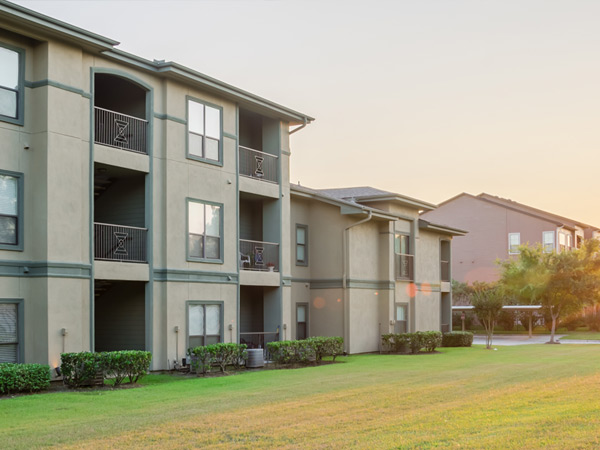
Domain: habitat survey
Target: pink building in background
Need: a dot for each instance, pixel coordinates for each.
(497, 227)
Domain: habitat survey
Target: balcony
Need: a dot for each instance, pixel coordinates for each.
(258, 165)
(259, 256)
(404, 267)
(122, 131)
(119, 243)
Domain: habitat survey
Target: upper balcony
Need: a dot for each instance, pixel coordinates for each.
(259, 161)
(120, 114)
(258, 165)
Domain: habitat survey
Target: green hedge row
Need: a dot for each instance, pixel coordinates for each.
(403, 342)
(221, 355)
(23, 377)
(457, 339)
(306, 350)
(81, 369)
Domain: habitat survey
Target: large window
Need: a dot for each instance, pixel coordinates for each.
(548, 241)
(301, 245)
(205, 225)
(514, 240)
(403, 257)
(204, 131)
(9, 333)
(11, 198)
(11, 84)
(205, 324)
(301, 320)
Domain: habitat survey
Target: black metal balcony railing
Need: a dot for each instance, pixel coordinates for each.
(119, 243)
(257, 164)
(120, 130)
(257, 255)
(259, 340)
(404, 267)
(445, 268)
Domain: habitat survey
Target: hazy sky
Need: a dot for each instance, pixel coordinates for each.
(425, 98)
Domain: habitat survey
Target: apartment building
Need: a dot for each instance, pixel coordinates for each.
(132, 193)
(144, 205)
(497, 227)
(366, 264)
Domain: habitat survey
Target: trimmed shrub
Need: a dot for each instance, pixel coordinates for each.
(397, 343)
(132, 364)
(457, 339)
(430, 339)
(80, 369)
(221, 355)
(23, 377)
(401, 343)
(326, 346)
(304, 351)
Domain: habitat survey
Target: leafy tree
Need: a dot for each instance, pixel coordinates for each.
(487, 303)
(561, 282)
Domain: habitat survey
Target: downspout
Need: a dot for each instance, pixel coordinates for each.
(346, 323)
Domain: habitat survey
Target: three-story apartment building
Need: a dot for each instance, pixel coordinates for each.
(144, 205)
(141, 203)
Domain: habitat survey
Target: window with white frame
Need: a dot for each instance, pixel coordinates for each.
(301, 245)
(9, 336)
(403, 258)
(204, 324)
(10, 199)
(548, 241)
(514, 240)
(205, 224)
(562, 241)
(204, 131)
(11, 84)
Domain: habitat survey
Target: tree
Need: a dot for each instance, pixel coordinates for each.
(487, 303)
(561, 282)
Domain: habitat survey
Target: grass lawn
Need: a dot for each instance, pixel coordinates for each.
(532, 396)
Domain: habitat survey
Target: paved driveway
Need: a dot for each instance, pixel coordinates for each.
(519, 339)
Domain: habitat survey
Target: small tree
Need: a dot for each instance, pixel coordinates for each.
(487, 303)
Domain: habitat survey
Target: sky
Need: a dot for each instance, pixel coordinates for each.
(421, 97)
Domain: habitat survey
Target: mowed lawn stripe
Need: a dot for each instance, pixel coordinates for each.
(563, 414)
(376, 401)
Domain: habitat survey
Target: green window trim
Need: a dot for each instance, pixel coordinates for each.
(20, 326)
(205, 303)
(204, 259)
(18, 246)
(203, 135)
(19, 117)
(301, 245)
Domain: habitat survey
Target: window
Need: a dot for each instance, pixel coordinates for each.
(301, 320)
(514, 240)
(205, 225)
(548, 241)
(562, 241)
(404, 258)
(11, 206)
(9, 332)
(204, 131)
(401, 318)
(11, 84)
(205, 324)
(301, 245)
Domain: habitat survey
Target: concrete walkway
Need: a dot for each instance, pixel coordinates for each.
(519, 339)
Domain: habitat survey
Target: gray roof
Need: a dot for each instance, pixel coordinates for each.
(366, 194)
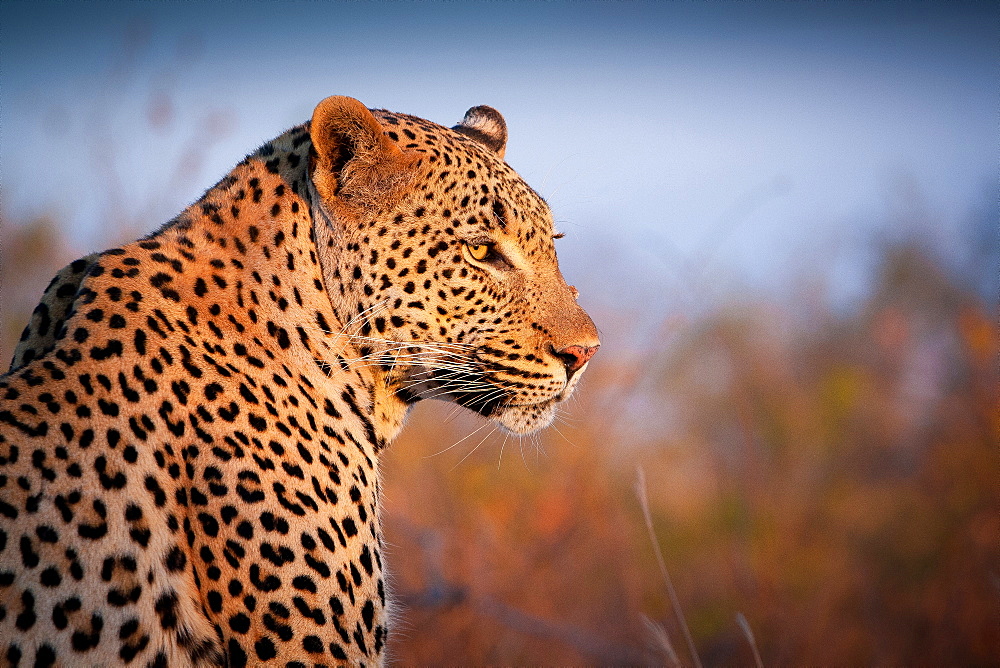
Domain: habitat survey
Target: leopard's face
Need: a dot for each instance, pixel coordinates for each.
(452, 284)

[ASSIGNMENT] Would you copy each line of the records that contains "lawn"?

[OUTPUT]
Target: grass lawn
Target: mowed lawn stripe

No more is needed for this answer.